### Work instruction 1
In the reading list, reproduce the part that opens with the words containing "But my God, is" and closes with "in the original)", substituting "brute" for "jerk".
### Work instruction 2
List every author whose book appears in the reading list. Don't include translators or audiobook narrators.
### Work instruction 3
Summarize the reading list in two sentences.

### Text block
Why, yes, I have read Life is a Dream by Pedro Calderón de la Barca: The Game of Mirrors, by Andrea Camilleri

Best typesetting issue: The standard Olivetti in the office when the guys needed a typewriter that could type in Arabic letters, The Snack Thief by Andrea Camilleri

Lawrence of Sicilia: Ngilino “il sheikh” Sinagra in The Excursion to Tindari by Andrea Camilleri

The moment at which I was cautiously (if ultimately incorrectly) hopeful that this wouldn’t be a faux-benevolent Orientalist novel: “Montalbano was certain that the doctor was repeating word for word what he had asked him to say. Though he didn’t know any Arabic, he had the impression he understood a few words. As he was listening he remembered that once upon a time all the fishermen in the Mediterranean spoke a common language, known as ‘Sabir.’ It was anyone’s guess how it had come into being, and it was anyone’s guess how it had died. Nowadays it would have been extremely useful to everyone.” The Other End of the Line by Andrea Camilleri

Lost track of who all was shooting at whom, and honestly didn’t care: The Terra Cotta Dog, by Andrea Camilleri

Because it was time to try something different by Camilleri: The Sacco Gang, audiobook also read by Grover Gardner

The series really declined in the end: The Safety Net by Andrea Camilleri

Kinda can’t quit it, though: The Sicilian Method by Andrea Camilleri

But my God, is Montalbano a jerk to women: The Paper Moon, by Andrea Camilleri, audiobook read by Grover Gardner

Read more detective fiction by women: The Dance of the Seagull by Andrea Camilleri*

Pre-pandemic women-in-translation book club: Space Invaders by Nona Fernández, translated by Natasha Wimmer (and I played nice was wasn’t the person who showed up to the lit-in-translation book club having read it in the original)

No, seriously, read more detective fiction by women: The Mysterious Affair at Styles by Agatha Christie, read by Phoebe Judge

With that said, I do tend to read monographically: A Small Town in Germany, Agent Running in the Field, Tinker, Tailor, Solider, Spy, A Murder of Quality, all by John Le Carré.

### Data shown
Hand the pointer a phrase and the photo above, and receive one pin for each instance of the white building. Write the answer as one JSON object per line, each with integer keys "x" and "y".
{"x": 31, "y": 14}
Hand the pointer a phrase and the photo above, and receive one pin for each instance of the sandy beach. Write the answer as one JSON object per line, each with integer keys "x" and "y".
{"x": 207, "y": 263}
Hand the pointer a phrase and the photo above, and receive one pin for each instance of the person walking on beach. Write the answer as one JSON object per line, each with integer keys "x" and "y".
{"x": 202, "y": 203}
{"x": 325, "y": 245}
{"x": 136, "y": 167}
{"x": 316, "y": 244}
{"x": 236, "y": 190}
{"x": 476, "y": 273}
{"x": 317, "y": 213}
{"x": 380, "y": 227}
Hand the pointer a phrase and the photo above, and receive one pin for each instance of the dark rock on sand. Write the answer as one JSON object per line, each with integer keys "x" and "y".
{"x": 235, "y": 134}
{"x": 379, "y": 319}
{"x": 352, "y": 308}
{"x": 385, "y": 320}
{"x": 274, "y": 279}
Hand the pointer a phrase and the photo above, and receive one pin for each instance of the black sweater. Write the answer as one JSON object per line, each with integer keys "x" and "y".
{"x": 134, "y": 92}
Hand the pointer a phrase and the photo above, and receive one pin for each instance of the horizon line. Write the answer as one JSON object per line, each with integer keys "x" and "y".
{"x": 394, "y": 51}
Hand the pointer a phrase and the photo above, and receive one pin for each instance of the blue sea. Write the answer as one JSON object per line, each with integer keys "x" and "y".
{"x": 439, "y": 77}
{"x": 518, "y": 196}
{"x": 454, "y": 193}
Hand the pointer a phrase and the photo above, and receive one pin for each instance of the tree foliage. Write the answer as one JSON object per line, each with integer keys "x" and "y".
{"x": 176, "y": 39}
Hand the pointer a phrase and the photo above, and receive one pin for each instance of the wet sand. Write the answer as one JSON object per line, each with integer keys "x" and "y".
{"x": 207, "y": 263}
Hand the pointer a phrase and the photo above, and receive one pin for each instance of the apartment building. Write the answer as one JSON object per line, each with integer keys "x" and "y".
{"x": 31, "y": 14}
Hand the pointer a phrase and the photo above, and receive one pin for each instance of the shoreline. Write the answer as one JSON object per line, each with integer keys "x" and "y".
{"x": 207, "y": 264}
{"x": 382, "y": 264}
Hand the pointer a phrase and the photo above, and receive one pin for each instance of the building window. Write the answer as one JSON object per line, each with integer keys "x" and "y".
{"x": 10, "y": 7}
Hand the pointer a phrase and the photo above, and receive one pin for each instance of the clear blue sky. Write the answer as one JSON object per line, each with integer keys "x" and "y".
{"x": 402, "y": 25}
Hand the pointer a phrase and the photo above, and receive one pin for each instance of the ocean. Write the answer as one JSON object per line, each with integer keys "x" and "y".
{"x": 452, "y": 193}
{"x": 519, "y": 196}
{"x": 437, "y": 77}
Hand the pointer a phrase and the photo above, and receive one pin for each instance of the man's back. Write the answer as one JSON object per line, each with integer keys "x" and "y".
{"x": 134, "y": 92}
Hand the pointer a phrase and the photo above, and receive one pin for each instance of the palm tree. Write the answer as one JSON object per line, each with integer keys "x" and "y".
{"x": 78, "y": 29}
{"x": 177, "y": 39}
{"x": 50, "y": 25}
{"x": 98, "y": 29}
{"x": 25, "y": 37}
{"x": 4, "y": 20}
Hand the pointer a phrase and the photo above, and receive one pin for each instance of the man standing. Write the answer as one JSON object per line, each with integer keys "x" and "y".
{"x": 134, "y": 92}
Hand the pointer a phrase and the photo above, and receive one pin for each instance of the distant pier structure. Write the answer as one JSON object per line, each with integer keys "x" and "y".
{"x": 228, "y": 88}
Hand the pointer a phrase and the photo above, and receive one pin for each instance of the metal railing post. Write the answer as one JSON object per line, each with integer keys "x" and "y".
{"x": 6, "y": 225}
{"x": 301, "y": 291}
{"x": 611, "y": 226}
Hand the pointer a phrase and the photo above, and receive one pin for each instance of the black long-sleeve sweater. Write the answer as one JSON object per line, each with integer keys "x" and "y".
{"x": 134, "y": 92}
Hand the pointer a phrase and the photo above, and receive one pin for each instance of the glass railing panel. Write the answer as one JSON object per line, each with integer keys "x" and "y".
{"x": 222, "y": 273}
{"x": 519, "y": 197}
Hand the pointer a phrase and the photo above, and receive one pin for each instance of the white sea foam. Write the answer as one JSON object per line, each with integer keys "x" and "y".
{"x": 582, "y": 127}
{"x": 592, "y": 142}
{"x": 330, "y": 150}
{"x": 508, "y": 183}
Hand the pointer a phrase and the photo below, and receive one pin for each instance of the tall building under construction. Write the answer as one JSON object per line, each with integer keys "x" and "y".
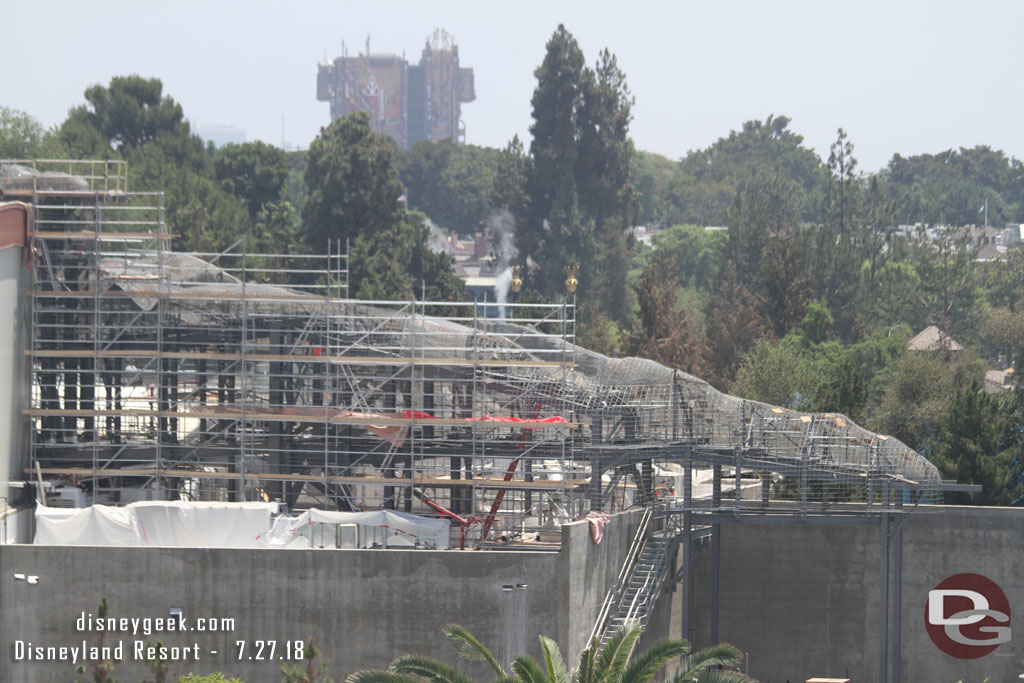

### Exercise answer 1
But my God, is Montalbano a brute to women: The Paper Moon, by Andrea Camilleri, audiobook read by Grover Gardner

Read more detective fiction by women: The Dance of the Seagull by Andrea Camilleri*

Pre-pandemic women-in-translation book club: Space Invaders by Nona Fernández, translated by Natasha Wimmer (and I played nice was wasn’t the person who showed up to the lit-in-translation book club having read it in the original)

### Exercise answer 2
Pedro Calderón de la Barca
Andrea Camilleri
Nona Fernández
Agatha Christie
John Le Carré

### Exercise answer 3
The reading list is mostly Andrea Camilleri's novels, with remarks that the series really declined in the end, that the reader can't quit it, and that Montalbano is a jerk to women. It also includes Space Invaders by Nona Fernández for a women-in-translation book club, The Mysterious Affair at Styles by Agatha Christie alongside a push to read more detective fiction by women, and four John Le Carré novels, reflecting a habit of reading monographically.